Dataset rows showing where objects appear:
════════

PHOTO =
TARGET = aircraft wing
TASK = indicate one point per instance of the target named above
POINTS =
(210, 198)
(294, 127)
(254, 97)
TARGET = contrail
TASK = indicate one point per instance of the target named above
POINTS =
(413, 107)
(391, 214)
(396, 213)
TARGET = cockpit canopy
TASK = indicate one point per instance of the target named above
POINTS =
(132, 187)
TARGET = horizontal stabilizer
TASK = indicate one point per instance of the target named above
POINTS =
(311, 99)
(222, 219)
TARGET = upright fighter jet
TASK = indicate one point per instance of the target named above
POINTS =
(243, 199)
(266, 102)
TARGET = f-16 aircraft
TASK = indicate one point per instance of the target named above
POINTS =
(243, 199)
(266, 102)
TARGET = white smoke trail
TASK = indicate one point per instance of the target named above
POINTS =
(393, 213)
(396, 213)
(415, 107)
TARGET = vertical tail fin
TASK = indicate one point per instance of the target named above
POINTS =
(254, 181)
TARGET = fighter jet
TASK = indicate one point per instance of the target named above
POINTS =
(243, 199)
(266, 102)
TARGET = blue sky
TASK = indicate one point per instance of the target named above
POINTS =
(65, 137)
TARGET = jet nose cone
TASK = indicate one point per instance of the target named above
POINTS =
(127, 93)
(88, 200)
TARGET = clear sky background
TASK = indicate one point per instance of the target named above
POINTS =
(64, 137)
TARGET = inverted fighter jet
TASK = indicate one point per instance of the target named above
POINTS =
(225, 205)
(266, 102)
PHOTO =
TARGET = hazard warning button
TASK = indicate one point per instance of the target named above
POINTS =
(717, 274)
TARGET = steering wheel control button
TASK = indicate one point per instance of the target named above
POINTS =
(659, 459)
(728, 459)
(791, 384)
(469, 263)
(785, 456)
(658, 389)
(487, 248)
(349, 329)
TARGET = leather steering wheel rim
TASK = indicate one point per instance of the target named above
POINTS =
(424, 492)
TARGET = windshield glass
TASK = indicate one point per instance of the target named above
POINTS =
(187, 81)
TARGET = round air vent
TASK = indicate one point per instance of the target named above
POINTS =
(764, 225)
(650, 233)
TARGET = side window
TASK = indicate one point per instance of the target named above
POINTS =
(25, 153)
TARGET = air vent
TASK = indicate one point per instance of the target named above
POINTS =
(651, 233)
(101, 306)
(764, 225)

════════

REQUEST: Please reproduce the material unchanged from the line with "TARGET = jet nose cone" through the end of the material, including both ends.

TASK SOLUTION:
TARGET = jet nose cone
TASK = indicate one point per instance of the target named above
POINTS =
(127, 93)
(88, 200)
TARGET = clear sky background
TASK = indicate one point per instance of the target named above
POINTS =
(64, 137)
TARGET = inverted fighter jet
TASK = indicate one point per instance of the target named above
POINTS =
(225, 205)
(266, 102)
PHOTO =
TARGET = hazard warning button
TASK = indicate one point per instance of the target named above
POINTS =
(717, 274)
TARGET = steering wheel control button
TASK = indicate one point per instance of the target named above
POINTS =
(659, 459)
(728, 459)
(791, 384)
(469, 263)
(785, 456)
(658, 389)
(487, 248)
(349, 329)
TARGET = leather steering wheel rim
TASK = indicate one point per instance of the target named above
POINTS =
(424, 492)
TARGET = windshield glass
TASK = indicate one point per instance of the target named above
POINTS =
(187, 81)
TARGET = round air vent
TASK = indicate one point per instance of the target named above
POINTS =
(764, 225)
(650, 233)
TARGET = side window
TASK = indicate one point per instance of the target named above
POINTS =
(25, 153)
TARGET = air vent
TASK = indicate one point per instance of the target named above
POINTS =
(651, 233)
(101, 306)
(764, 225)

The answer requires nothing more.